• Instructions for the task: Each record must be reproduced exactly as it is shown.

(Referring expression data)
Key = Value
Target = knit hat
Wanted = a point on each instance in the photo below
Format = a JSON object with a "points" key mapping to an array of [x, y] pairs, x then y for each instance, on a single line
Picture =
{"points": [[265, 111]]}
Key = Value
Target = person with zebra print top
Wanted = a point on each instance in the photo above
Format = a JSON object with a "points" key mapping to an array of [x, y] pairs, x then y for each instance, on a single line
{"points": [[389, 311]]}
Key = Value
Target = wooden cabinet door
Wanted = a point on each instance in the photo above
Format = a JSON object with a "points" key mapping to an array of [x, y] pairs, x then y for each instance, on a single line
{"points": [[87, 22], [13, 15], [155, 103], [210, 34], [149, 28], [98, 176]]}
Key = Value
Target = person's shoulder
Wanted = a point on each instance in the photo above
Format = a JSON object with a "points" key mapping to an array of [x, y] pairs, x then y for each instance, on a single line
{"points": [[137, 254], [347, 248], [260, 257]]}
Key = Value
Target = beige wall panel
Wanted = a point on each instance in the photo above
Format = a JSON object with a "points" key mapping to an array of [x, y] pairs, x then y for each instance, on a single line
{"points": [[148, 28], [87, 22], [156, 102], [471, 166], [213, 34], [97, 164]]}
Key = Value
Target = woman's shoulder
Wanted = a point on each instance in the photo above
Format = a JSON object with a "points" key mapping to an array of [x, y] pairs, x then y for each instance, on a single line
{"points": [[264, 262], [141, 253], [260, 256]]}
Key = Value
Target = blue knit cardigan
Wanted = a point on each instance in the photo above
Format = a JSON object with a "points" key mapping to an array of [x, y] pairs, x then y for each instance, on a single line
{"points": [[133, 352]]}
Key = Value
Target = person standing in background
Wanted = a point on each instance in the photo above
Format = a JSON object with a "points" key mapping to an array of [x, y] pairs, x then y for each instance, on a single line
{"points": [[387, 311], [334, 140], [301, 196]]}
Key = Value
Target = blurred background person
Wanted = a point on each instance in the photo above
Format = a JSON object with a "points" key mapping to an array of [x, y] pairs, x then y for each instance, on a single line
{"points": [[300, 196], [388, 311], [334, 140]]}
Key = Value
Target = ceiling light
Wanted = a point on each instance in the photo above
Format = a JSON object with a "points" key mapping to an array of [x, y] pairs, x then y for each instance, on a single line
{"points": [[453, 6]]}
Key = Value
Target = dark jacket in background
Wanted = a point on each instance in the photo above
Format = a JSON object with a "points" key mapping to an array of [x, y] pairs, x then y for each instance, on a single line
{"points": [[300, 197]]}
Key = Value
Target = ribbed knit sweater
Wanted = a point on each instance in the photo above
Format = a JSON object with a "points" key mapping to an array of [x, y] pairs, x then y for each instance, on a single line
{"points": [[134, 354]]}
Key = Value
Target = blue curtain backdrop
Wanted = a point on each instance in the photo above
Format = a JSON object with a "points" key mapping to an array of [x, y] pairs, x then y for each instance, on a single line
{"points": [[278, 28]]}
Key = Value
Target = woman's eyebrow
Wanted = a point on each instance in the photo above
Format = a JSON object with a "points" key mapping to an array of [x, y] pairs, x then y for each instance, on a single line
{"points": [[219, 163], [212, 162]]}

• Solution:
Key = Value
Target = knit hat
Wanted = a point on each instance in the photo below
Format = a JSON object with a "points" key mapping to an array of [x, y] pairs, x then y for each instance, on a single line
Picture =
{"points": [[265, 111]]}
Key = Value
Target = person with zebra print top
Wanted = a point on each instance in the photo above
Format = a JSON object with a "points" key mapping to an array of [x, y] pairs, x then y for each instance, on a single line
{"points": [[389, 311]]}
Key = Value
Target = wooden cabinet door
Wanted = a point on each instance in the photo above
Format = a JSON object with a "points" key mapping to an array of [x, y] pairs, x then y for each instance, on a single line
{"points": [[87, 22], [13, 15], [155, 103], [210, 34], [149, 28], [98, 176]]}
Key = Value
Target = person's shoulder
Wanted = a point on each instance in the photo above
Format = a JSON object with a "points" key mapping to an array of [x, y] pairs, x then y for each instance, on a single line
{"points": [[137, 254], [347, 248], [260, 257]]}
Key = Value
Target = beige wall panel
Wanted = a point on each instance in the photo above
Format = a JSON object with a "points" key mapping to an array of [x, y] pairs, x then y for each instance, on a single line
{"points": [[148, 28], [87, 22], [156, 102], [471, 166], [213, 34], [97, 164]]}
Key = Value
Target = woman's shoulder
Wanted = a point on each instance in the photo above
Format = a JSON object with a "points" key mapping to an array of [x, y] pairs, x then y for each instance, on a single line
{"points": [[264, 262], [141, 253], [260, 256]]}
Key = Value
Target = blue knit cardigan
Wanted = a point on each instance in the photo above
Format = a JSON object with a "points" key mapping to an array of [x, y] pairs, x then y for each instance, on a single line
{"points": [[133, 352]]}
Key = Value
Target = person standing in background
Wanted = a point on each instance in the photo above
Format = a JSON object with a "points" key mapping to an array of [x, y] pairs, x then y for each instance, on a single line
{"points": [[387, 311], [334, 140], [301, 196]]}
Key = Value
Target = blurred background person
Wanted = a point on each instance in the photo above
Format = a JSON object with a "points" key mapping to an array of [x, y] pairs, x then y for each instance, on a single line
{"points": [[300, 196], [388, 311], [334, 140]]}
Key = Value
Target = ceiling light
Wanted = a point on each instance in the photo above
Format = a JSON object with a "points" key mapping to an array of [x, y] pairs, x then y for each instance, on a single line
{"points": [[453, 6]]}
Key = Value
Target = dark jacket in background
Wanted = a point on each instance in the photo above
Format = a JSON object with a "points" key mapping to an array of [x, y] pairs, x then y for each instance, on a single line
{"points": [[300, 197]]}
Key = Value
Target = ribbed knit sweater
Wanted = a point on each instance in the photo above
Format = a JSON object with a "points" key mapping to an array of [x, y] pairs, x then y for each instance, on a single line
{"points": [[134, 354]]}
Key = Value
Target = blue curtain backdrop
Wanted = a point on each instance in the photo above
Format = a JSON object with a "points" key mapping to an array of [x, y] pairs, x then y for each instance, on a single line
{"points": [[278, 28]]}
Key = Value
Target = woman's eyebrow
Wanted = a point on each instance in the photo above
Format = a JSON object with a "points" key mapping to an array of [x, y] pairs, x then y for each instance, on a single line
{"points": [[219, 163], [212, 162]]}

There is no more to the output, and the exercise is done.